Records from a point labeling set

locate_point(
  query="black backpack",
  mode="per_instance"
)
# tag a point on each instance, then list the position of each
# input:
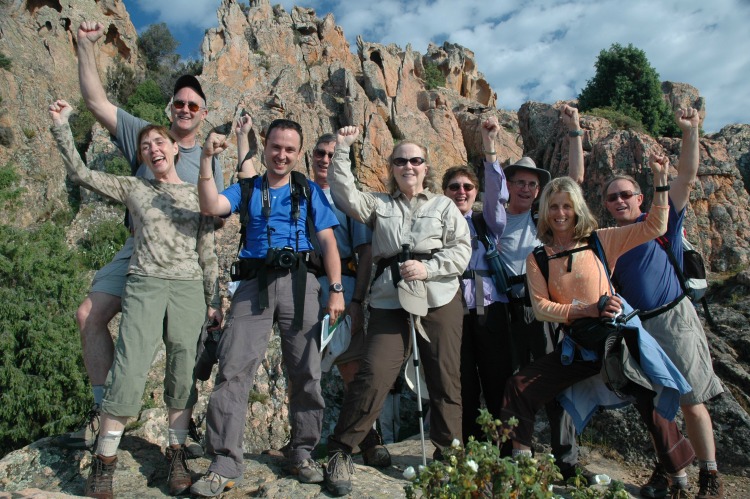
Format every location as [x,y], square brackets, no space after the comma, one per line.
[300,188]
[542,260]
[691,274]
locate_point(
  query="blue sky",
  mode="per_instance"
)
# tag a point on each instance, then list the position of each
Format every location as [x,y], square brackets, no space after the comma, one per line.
[540,50]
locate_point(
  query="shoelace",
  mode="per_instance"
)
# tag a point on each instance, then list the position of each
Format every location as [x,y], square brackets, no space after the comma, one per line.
[178,455]
[334,465]
[102,476]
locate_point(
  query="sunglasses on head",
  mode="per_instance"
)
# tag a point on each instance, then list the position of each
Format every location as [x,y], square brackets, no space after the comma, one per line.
[521,184]
[456,186]
[194,107]
[320,153]
[415,161]
[625,195]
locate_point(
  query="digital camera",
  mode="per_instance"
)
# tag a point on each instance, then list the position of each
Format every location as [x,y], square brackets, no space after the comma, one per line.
[282,258]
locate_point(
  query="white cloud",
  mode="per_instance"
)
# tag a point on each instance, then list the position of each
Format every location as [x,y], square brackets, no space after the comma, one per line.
[545,50]
[182,15]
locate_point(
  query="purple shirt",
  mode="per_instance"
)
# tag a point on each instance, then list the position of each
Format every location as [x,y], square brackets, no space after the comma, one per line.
[644,276]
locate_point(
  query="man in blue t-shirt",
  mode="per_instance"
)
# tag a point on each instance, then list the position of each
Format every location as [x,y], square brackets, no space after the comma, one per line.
[274,288]
[647,280]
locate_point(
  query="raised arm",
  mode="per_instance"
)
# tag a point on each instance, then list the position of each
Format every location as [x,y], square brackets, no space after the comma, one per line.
[245,167]
[495,187]
[88,75]
[571,121]
[689,121]
[211,202]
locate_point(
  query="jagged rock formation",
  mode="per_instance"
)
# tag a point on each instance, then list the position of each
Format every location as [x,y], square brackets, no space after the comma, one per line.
[296,65]
[39,39]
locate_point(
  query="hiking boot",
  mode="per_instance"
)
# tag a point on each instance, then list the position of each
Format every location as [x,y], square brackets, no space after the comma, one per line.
[212,484]
[85,436]
[179,474]
[307,471]
[338,474]
[586,476]
[677,492]
[709,485]
[374,452]
[658,485]
[99,482]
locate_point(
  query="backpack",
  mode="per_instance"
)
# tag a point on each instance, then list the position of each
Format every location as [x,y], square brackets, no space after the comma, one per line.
[497,270]
[691,274]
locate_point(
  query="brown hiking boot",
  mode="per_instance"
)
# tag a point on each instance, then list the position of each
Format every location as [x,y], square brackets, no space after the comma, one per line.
[179,474]
[99,482]
[374,452]
[710,486]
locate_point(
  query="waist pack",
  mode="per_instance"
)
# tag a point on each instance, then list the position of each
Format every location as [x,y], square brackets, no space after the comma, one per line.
[590,333]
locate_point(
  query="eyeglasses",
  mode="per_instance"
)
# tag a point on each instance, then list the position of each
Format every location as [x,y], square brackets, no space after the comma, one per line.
[456,186]
[415,161]
[194,107]
[521,184]
[625,195]
[320,153]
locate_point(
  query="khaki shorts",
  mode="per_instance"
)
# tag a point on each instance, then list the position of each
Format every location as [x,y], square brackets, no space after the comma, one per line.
[111,278]
[357,347]
[680,334]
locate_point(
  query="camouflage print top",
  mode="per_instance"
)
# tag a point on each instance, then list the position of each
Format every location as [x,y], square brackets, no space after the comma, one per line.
[172,239]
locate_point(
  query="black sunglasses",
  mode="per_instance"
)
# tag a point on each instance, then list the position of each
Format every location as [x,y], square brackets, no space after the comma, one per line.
[415,161]
[456,186]
[625,195]
[320,153]
[194,107]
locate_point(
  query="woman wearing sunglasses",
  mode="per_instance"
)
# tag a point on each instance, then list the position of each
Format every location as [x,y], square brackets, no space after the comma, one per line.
[411,215]
[486,352]
[577,286]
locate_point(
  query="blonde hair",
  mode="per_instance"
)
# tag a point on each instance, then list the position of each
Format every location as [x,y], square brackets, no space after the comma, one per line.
[430,179]
[585,221]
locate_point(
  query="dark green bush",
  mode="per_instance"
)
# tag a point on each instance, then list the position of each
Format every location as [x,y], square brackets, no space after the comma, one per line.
[5,62]
[433,76]
[619,120]
[101,243]
[43,386]
[626,82]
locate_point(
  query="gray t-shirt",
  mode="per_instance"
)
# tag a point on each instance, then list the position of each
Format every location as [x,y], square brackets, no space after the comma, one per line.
[517,241]
[188,166]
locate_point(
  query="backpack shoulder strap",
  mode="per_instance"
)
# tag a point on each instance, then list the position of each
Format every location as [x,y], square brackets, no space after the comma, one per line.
[247,185]
[480,225]
[542,261]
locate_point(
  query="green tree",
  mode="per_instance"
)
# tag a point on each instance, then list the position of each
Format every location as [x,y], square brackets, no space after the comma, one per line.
[120,82]
[158,46]
[43,385]
[627,83]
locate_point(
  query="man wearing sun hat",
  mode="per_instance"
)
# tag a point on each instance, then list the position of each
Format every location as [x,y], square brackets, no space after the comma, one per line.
[187,112]
[525,181]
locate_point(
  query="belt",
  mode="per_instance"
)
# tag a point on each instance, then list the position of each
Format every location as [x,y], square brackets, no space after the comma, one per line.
[251,268]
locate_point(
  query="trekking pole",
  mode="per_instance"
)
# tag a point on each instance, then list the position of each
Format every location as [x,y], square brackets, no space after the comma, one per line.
[405,255]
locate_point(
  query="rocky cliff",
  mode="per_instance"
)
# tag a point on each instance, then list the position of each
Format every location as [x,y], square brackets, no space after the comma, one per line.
[297,65]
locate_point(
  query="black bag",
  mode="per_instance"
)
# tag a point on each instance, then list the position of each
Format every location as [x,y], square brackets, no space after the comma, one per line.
[591,333]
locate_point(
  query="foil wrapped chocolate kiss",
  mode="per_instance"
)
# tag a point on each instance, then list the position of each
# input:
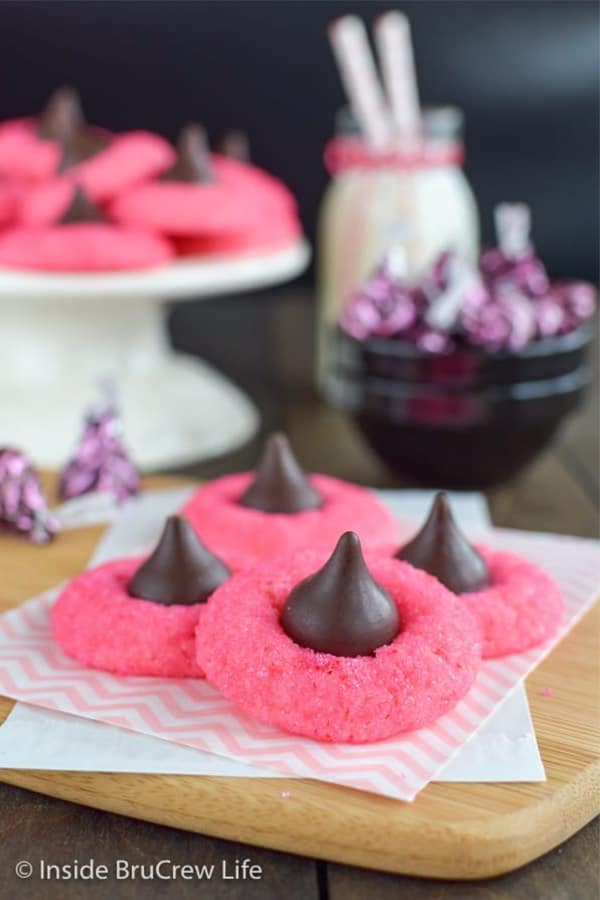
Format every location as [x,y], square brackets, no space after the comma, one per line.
[441,549]
[181,570]
[341,609]
[280,485]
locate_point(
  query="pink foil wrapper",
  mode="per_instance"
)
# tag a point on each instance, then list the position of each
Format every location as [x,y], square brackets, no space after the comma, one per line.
[23,505]
[100,462]
[509,303]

**WHAT THE TASK REQUIRES**
Transcribe the listing in full and omit the pictures.

**WRITTEN RESPONSE**
locate_point(
  query="black backpack",
  mode="per_instance"
)
# tag a point on each instance, then list the position of each
# input:
Format every location as [x,y], square brackets, no space after the comma, one per line.
[300,188]
[542,260]
[691,274]
locate_point(
  query="blue sky",
  mode="per_instance"
)
# tag a point on each instance, then list the position of each
Format every location as [x,y], square brackets, no space after the comma, one per line.
[540,50]
locate_point(
  query="shoelace",
  mode="per_instance"
)
# tag a point on each instance, then list the position of each
Format every location as [x,y], square brackets, no space after the comma, one per line.
[178,455]
[334,465]
[102,476]
locate_point(
  query="sunglasses on head",
  mode="per_instance"
)
# tag a point on each instance, then list the position of each
Format every location as [x,y], square brackets, no space after the comma, one per line.
[521,184]
[456,186]
[194,107]
[320,153]
[415,161]
[625,195]
locate_point(
  query="digital camera",
  mode="per_instance"
)
# tag a point on each instance, then list the position of each
Format every location as [x,y], square brackets, no space after the comma, one per line.
[282,258]
locate_point(
  query="white cloud",
  mode="per_instance"
)
# tag a point on each instance, then list the position of each
Format every location as [x,y], square brackets, no space after the comma, one per line.
[545,50]
[182,15]
locate_point(
  query="purple shirt",
  mode="per_instance"
)
# tag a point on each instance, then list the position of each
Format every location as [x,y], square brackets, no space after the comma, one per line.
[644,276]
locate_point(
  query="man in blue t-shirt",
  mode="per_instance"
)
# tag a point on each instance, then list the position of each
Format every location as [x,y], square brackets, no space after the comma, one per line.
[274,288]
[647,280]
locate_point(
  query="raised arm",
  mode="per_instance"
)
# tag a point on each instance, then list the position of each
Format every location as [x,y], square brackets, no space after the comma, one per line.
[245,167]
[495,187]
[88,75]
[571,121]
[689,121]
[211,202]
locate_point(
  query="jagged rock formation",
  mode="per_instance"
)
# tag a point on each instance, then list the position of each
Format every location as [x,y], square brackets, no space after the comma, one per line.
[296,65]
[39,39]
locate_point(
  query="hiking boot",
  mode="per_instance"
)
# tag a point on each instance, then list the position of each
Format every location as [x,y], square brackets, no space after the comma, one per line.
[212,484]
[85,436]
[179,474]
[307,471]
[338,474]
[586,476]
[677,492]
[709,485]
[374,452]
[658,485]
[99,482]
locate_point(
  query="backpack",
  mode="per_instance"
)
# tag a point on each instance, then list the position of each
Format every location as [x,y], square brackets, no space after the comma, one per line.
[497,270]
[691,274]
locate_point(
  query="brown hiking boot",
  mode="per_instance"
)
# tag a point on each instance, then list the position of each
Format every location as [x,y], square brackets, no space after the comma, one per line.
[179,474]
[99,482]
[374,452]
[710,486]
locate_point(
  query="waist pack",
  mode="per_instance"
)
# tag a point on each instance, then list the position of each
Format every location as [x,y], square brackets, no space after the comma, one per line.
[590,333]
locate_point(
  query="eyeglasses",
  mode="per_instance"
)
# tag a point on each instance, then list the position of each
Format every location as [x,y], square brackets, no space after the comma, one per line.
[456,186]
[415,161]
[194,107]
[521,184]
[625,195]
[320,153]
locate_point(
  query="khaki shorts",
  mode="per_instance"
)
# tag a point on each instance, then list the position of each
Format every location as [x,y], square brackets, no space after the comma, one per line.
[111,278]
[357,347]
[680,334]
locate_point(
  query="camouflage print top",
  mode="per_instance"
)
# tag a point on each instance, then list the position of each
Format every location as [x,y], square brackets, no space after the comma, one per line.
[172,239]
locate_point(
  query="black sunglasses",
  mode="per_instance"
)
# tag a point on each instance, then list the position of each
Format every location as [x,y], square brackets, no space after the comma, one per line.
[415,161]
[456,186]
[625,195]
[320,153]
[194,107]
locate_point(
  query="woman wearing sunglasses",
  mode="per_instance"
)
# tag a point on each instance, then list the position of each
Format every location as [x,y], square brackets, no space after the comma, one per line.
[411,215]
[486,352]
[577,286]
locate_point(
  query="blonde hair",
  mode="per_instance"
)
# tag a point on each instance, then list the position of each
Format every location as [x,y], square brackets, no space after the comma, one per line.
[430,179]
[585,221]
locate_point(
  query="dark green bush",
  mode="per_instance"
)
# tag a point on each instance, then list the position of each
Format every location as [x,y], square brackets, no space after the comma, one per line.
[5,62]
[433,76]
[619,120]
[101,243]
[43,386]
[626,82]
locate_point(
  query="gray t-shirt",
  mode="per_instance"
)
# tag a point on each instance, then list the position of each
Format every location as [x,y], square brackets, no space after the comma, one per line.
[517,241]
[188,166]
locate_point(
  query="backpack shoulder strap",
  mode="per_instance"
)
# tag a point on each instance, then list the position of each
Format every location as [x,y], square brackets, no space after the comma, one per line.
[247,185]
[480,225]
[542,261]
locate_point(
  query="green tree",
  mode="per_instance"
)
# tag a point on each instance, then list the position of each
Format every location as [x,y], square brackets, no space after the comma, one per line.
[120,82]
[158,46]
[43,385]
[627,83]
locate_point(
  query="man wearing sun hat",
  mode="per_instance"
)
# tag a point on each instance, then list the position of each
Format every location as [x,y], square brackets, no space after the comma, one per line.
[187,112]
[525,181]
locate_point(
  query="belt",
  mode="per_instance"
)
# tag a point on each instance, then list the position of each
Format every location as [x,y], square brackets, no space after the comma, one per line.
[251,268]
locate_point(
  query="trekking pole",
  mode="per_instance"
)
# tag a point on each instance, then list the position of each
Format every location as [x,y], square brackets, no space after the comma, one per line.
[405,255]
locate_point(
  query="rocky cliff",
  mode="per_instance"
)
# tag a point on each instance, then list the position of each
Format every location as [x,y], square brackets, no space after the comma, one per line.
[297,65]
locate_point(
  query="black bag",
  mode="per_instance"
)
# tag a point on each instance, then list the position of each
Format every location as [x,y], square brackets, no space after the comma, one per line.
[591,333]
locate_point(
  query="foil wrapped chocolate kiss",
  mode="per_instance"
)
# tag a point on each instance, then list the position of each
# input:
Format every location as [x,y], square brackets, no space after the comma, one per line.
[441,549]
[181,570]
[341,609]
[280,485]
locate_point(
  query="pink foil wrapper",
  mode="per_instance"
)
# tag a point on each instance, then list the position of each
Format every location as [x,y], square brackets, no space after the comma, one per line.
[23,505]
[100,462]
[509,303]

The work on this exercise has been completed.